Extracted records
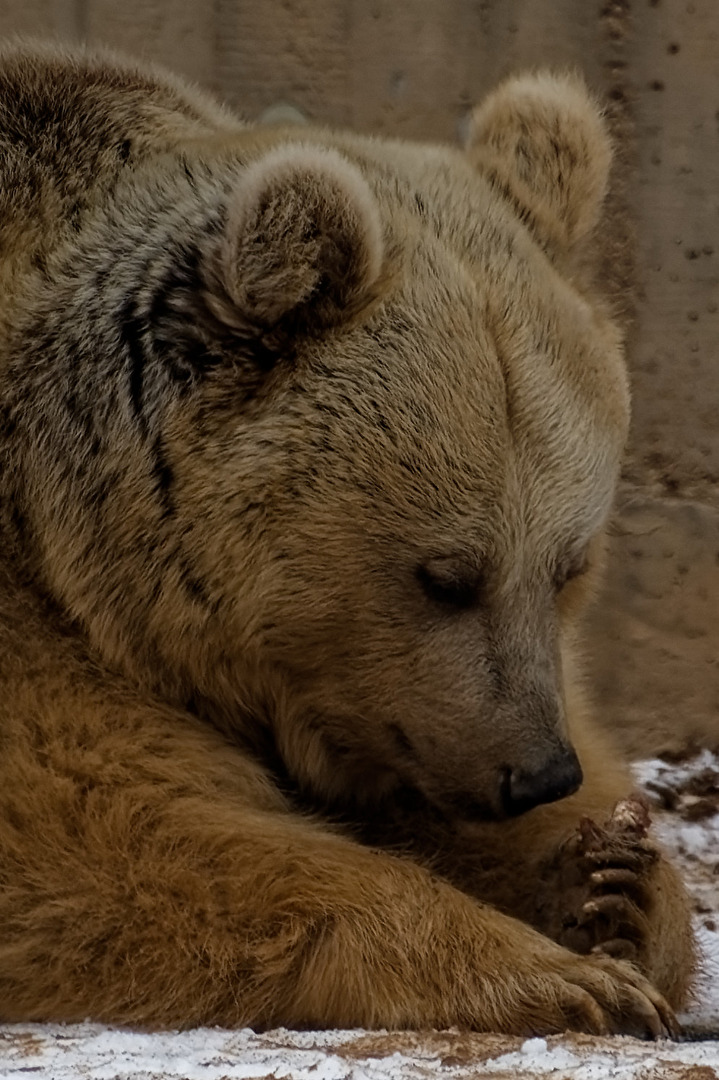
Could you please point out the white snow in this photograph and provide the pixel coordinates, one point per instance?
(688, 827)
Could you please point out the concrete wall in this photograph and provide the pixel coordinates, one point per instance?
(414, 67)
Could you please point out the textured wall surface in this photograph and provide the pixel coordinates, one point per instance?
(414, 67)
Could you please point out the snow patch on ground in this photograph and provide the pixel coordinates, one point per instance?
(684, 797)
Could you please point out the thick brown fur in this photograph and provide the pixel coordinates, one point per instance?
(307, 446)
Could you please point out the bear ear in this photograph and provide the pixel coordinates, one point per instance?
(542, 139)
(300, 251)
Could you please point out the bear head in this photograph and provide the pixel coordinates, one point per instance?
(324, 435)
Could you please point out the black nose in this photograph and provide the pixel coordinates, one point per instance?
(559, 775)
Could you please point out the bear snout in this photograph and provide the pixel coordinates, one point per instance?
(557, 777)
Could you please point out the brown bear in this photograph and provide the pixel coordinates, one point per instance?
(307, 446)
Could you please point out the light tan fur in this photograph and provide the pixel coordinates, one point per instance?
(307, 446)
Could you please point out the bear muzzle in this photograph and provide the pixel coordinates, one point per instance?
(557, 777)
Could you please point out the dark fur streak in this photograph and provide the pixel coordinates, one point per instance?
(133, 331)
(164, 477)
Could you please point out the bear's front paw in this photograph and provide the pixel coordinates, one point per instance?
(601, 886)
(601, 996)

- TASK PROMPT
Write out the entries from the line containing "Could you please point out the dark" through the end of the entries, swapping "point out" for "identify" and leaving everything else unchanged.

- WRITTEN SOLUTION
Could you please identify the dark fur streak in this photograph and provide the pixel coordinates, one point per instance?
(133, 331)
(164, 477)
Could you please identify the bear's front paw in this photograph and provide the pixel coordinates, one point per instance?
(601, 886)
(601, 996)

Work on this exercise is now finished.